§ EXERCISE GOAL
All records below are to be transcribed exactly, with every picture left out.

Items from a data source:

· · · · ·

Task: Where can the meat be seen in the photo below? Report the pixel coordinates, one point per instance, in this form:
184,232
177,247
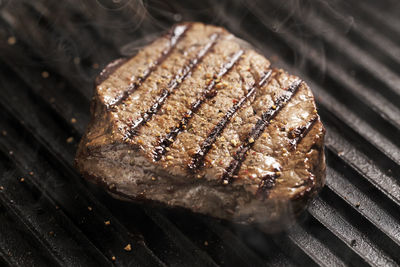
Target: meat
199,120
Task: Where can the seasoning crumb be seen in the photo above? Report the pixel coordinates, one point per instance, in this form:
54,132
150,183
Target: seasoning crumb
45,74
11,40
128,247
234,142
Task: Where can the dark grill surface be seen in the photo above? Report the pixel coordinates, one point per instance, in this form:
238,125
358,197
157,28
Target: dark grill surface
50,52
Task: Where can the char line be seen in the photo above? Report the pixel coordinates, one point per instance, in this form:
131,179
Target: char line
257,130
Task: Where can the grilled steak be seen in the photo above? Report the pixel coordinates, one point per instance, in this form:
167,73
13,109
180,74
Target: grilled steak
199,120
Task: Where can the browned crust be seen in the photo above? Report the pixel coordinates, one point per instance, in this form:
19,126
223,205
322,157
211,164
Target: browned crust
299,201
109,69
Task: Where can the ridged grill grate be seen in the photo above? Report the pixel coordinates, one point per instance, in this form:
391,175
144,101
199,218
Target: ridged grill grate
348,53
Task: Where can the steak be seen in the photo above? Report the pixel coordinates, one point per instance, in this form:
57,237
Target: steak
199,120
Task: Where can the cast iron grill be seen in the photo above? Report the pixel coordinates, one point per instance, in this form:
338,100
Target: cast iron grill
348,54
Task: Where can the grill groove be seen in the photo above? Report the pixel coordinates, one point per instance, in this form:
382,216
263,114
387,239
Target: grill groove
362,194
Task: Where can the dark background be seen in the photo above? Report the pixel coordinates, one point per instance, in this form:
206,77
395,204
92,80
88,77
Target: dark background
51,51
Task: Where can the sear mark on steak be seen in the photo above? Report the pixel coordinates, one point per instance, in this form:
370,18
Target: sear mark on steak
199,120
198,158
179,78
208,93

· · · · ·

§ ANSWER BOX
Task: Where can the meat be seen in the photo below? Report the pixel coordinates, one point per instance, in this form:
184,232
177,247
Target: meat
199,120
Task: Where can the seasoning crumb be seen in the photo above? Report the pixel coordinates, one point per instance, in this form:
54,132
150,183
Target: seasoning crumb
45,74
11,40
128,247
234,142
Task: Where can the dark grill surface be seen in the photo above? Report the pixel coordinates, one point per instance, in this form:
238,125
358,197
157,28
Target: dark grill surface
50,52
Task: Where can the char line be seen in the photo above? Report the pixel coordinates, one point per instance, in this form:
131,179
Target: char line
257,130
Task: Where can the grilled steak be seen in the photo above? Report the pixel coordinates, one point per instance, in this form:
167,73
13,109
180,74
Target: grilled steak
199,120
Task: Where can the browned crust be seen in the photo above? Report the pixel coordinates, one point per instance, in this form:
19,126
223,205
322,157
211,164
Target: browned crust
299,201
109,69
Task: Where can the ridged grill grate be seen in the photo above? Report the pixel coordinates, one point per instance, in this form:
391,175
144,101
199,218
Target: ridged grill grate
348,53
Task: Where can the steak be seen in the photo above? Report the pixel coordinates, one point per instance, in this form:
57,237
Target: steak
199,120
Task: Where can the cast iron grill be seen in the photo above? Report the pixel coordinates, one point per instance, in this form:
338,100
Target: cast iron grill
348,54
Task: Where can the grill groove be seen in the photo above? Report the pixel coordinates, one point per instance, in this form:
382,216
263,114
387,239
Target: grill groove
362,194
Task: Where can the dark background be seen in the photo above? Report the pixel coordinates, one point per instance, in this form:
206,77
395,204
92,80
88,77
Target: dark background
51,51
Task: Where can the sear mark on steak be seen in the photo above? Report the pixel coordinates, one point per instance, in this form:
370,18
Target: sear mark on steak
199,120
198,158
179,78
208,93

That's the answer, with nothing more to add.